**Exercise goal**
Add 46 to every coordinate in the answers and write out all the rows again in full, covering everything from the line that contains "Find the combine header" down to the line that contains "[(269, 172)]", both ends included.

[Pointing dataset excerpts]
▼

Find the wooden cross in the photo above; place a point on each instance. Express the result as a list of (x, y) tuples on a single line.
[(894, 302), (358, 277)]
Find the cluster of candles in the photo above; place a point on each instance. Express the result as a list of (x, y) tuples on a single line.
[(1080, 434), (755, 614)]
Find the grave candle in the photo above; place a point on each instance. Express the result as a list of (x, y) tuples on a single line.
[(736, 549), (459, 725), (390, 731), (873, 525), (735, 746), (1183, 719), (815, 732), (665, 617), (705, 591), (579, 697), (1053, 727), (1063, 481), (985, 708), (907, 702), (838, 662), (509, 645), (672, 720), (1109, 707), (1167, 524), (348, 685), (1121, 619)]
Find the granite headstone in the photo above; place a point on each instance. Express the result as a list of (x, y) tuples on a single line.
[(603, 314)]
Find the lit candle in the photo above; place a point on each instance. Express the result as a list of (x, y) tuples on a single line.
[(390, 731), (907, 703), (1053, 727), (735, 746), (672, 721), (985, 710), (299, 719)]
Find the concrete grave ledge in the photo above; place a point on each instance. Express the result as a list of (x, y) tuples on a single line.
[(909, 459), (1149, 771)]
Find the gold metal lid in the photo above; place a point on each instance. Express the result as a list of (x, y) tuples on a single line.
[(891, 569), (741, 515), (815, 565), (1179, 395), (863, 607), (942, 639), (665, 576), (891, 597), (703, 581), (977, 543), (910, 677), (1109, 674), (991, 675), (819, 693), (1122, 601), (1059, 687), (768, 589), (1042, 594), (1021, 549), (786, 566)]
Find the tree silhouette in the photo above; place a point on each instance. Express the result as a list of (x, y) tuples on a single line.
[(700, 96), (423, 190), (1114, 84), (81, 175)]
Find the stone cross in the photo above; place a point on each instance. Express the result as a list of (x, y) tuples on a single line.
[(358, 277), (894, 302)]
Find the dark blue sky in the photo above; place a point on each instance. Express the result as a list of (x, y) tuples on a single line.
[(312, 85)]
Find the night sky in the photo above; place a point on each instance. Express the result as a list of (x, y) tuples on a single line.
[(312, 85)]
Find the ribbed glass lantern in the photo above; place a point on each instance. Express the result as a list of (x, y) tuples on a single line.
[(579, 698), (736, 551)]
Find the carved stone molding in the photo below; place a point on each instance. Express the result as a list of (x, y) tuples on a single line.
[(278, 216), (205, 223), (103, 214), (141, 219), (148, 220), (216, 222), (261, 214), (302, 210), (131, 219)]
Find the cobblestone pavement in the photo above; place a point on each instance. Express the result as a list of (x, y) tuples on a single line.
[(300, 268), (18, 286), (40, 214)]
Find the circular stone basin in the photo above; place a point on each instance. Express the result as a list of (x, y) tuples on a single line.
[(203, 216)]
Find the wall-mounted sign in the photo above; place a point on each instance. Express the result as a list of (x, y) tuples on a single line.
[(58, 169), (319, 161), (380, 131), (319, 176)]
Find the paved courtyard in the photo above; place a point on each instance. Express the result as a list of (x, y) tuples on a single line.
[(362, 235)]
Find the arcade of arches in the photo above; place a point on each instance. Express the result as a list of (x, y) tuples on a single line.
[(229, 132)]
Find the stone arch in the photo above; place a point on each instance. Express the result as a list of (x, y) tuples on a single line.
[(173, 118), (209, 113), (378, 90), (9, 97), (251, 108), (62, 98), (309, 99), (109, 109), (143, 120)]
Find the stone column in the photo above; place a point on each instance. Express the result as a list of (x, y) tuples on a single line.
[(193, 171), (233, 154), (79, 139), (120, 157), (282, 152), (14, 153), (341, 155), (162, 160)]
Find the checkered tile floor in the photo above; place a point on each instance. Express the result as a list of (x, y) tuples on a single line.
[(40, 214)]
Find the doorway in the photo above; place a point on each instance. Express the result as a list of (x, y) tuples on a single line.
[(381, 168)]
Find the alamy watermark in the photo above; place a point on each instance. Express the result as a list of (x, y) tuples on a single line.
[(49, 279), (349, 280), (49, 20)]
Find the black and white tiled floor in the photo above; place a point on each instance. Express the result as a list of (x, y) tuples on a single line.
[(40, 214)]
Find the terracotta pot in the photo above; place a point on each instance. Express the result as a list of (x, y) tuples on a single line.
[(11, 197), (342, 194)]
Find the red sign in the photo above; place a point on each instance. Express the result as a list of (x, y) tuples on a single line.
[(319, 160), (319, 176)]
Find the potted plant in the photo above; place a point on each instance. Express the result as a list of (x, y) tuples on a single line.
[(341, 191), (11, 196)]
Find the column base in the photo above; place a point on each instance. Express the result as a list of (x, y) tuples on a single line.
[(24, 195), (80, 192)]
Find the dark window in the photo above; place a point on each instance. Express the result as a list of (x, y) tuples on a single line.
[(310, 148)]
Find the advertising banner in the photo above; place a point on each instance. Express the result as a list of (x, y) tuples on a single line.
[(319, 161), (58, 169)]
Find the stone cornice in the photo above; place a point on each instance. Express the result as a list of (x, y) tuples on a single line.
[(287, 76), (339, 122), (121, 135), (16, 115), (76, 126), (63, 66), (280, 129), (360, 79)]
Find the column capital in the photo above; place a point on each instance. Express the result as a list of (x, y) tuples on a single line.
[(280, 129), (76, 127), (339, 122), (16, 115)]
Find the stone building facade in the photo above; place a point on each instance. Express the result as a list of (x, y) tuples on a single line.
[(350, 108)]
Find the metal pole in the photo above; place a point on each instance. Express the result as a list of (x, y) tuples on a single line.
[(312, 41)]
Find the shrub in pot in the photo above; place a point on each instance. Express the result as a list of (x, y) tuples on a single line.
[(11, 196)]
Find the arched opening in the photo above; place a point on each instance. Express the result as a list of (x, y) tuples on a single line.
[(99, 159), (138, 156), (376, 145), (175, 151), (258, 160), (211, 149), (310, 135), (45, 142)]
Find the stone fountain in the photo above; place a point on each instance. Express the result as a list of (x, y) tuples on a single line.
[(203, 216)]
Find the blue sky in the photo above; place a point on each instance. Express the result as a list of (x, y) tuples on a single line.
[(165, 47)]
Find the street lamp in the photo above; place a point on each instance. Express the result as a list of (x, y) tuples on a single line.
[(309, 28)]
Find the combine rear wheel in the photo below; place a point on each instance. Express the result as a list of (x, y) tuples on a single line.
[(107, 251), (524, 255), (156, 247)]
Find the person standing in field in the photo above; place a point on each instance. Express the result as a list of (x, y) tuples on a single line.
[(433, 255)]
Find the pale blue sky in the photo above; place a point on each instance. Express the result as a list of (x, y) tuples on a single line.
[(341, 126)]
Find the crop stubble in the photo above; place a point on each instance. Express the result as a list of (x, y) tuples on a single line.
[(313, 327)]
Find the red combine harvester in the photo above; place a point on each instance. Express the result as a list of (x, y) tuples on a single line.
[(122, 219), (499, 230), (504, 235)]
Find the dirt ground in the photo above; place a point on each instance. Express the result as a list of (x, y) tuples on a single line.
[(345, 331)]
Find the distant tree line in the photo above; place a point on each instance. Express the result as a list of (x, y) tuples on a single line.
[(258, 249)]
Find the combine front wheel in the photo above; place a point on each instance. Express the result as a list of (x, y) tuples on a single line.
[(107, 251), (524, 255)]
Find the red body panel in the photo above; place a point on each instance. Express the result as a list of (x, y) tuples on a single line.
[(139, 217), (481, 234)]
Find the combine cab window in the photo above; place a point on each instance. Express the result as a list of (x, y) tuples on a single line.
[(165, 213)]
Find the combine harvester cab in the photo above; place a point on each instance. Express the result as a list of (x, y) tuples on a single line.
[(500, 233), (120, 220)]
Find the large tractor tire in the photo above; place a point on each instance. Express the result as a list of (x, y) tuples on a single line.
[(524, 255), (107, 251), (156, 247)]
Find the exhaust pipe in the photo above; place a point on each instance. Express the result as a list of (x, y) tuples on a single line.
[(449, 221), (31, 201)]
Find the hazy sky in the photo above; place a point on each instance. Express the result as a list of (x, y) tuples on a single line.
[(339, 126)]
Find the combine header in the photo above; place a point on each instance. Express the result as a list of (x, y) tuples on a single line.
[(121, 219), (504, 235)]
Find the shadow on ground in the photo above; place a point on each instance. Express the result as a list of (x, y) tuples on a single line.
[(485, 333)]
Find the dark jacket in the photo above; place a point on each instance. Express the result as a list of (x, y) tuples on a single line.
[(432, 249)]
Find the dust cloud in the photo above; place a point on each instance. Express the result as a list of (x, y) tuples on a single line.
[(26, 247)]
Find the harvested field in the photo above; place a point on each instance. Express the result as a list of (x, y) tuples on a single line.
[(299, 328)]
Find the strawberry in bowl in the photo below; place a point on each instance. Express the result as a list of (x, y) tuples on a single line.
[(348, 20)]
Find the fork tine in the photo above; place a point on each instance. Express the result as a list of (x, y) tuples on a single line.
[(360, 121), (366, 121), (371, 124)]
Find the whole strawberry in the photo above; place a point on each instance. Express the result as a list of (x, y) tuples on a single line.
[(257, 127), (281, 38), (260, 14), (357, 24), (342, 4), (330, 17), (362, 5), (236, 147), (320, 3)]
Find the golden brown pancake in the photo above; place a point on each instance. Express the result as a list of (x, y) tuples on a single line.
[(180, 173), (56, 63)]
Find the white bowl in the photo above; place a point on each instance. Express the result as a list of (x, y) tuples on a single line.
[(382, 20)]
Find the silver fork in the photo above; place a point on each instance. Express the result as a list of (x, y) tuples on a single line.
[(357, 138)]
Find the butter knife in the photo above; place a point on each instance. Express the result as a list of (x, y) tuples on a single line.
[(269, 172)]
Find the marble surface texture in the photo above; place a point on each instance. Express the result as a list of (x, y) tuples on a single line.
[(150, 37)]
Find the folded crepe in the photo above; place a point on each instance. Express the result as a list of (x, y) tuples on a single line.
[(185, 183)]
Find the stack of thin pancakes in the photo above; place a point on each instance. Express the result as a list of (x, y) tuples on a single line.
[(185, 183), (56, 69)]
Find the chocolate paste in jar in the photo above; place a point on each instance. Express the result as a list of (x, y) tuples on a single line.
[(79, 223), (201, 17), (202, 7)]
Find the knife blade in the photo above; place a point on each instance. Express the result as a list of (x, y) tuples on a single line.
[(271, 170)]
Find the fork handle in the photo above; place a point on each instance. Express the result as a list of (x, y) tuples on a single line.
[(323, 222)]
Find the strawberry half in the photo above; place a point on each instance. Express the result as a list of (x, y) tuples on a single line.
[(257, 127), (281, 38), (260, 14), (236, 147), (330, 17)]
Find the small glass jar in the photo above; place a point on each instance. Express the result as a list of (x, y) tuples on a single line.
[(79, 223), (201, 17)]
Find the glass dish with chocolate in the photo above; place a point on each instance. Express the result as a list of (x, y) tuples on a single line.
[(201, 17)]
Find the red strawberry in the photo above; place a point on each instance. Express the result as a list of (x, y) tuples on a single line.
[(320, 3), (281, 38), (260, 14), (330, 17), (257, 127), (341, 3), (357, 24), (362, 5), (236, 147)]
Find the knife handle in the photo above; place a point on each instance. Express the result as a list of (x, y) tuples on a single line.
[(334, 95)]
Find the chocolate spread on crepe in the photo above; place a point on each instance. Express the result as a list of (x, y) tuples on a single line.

▲

**Answer to the exercise**
Find the combine header in the photo above; place a point on each instance. Express the result as a list of (x, y) tuples on a single line.
[(167, 265), (550, 281)]
Find the shadow on ground in the photo above; place a point on each instance. Express the result as a list of (x, y) tuples on a single line.
[(531, 379)]
Find the dark jacket in the photo above; place a point on each instance. Express the result as a list of (x, y) tuples on a single line.
[(478, 295)]
Find the dust cloud in the photo above; place a point on each instance. Express the result as a list of (x, y) tuples on a single line.
[(72, 293)]
Find the harvested field in the photo above; place a point on each instance. Express the result as a list of (x, y) tuples on a single line.
[(345, 374)]
Find the strawberry in bowl in the photo below; place a point on each instance. Express the result as a list of (x, y) tuples on a single line.
[(394, 66)]
Find the fork tine in the photo above; place a point on each instance. Express the result as a list of (x, y) tuples on a single line.
[(406, 167), (412, 167), (417, 170)]
Find the whole strawberry in the photo above; place a point on each instance. Express the result as a list of (x, y) tuples on a single line.
[(303, 173), (327, 84), (306, 60), (403, 70), (388, 50), (376, 63), (408, 51), (282, 193), (366, 49)]
Find the golden brown pancake in the photo above; place a point on each instance. Express the result as a list of (x, y) tuples on a single line.
[(226, 219), (102, 109)]
Find the white bowl in the photo above; place a point on each instance. Express the result as a list of (x, y) tuples on a single line.
[(428, 66)]
Find the silver fork in the photo above; place a point on each instance. Express the result as a list of (x, y) tuples on a single line.
[(403, 184)]
Find the butter knife in the photo above; place a point on each instance. Express the result as a list of (x, y) tuples on a single line.
[(315, 218)]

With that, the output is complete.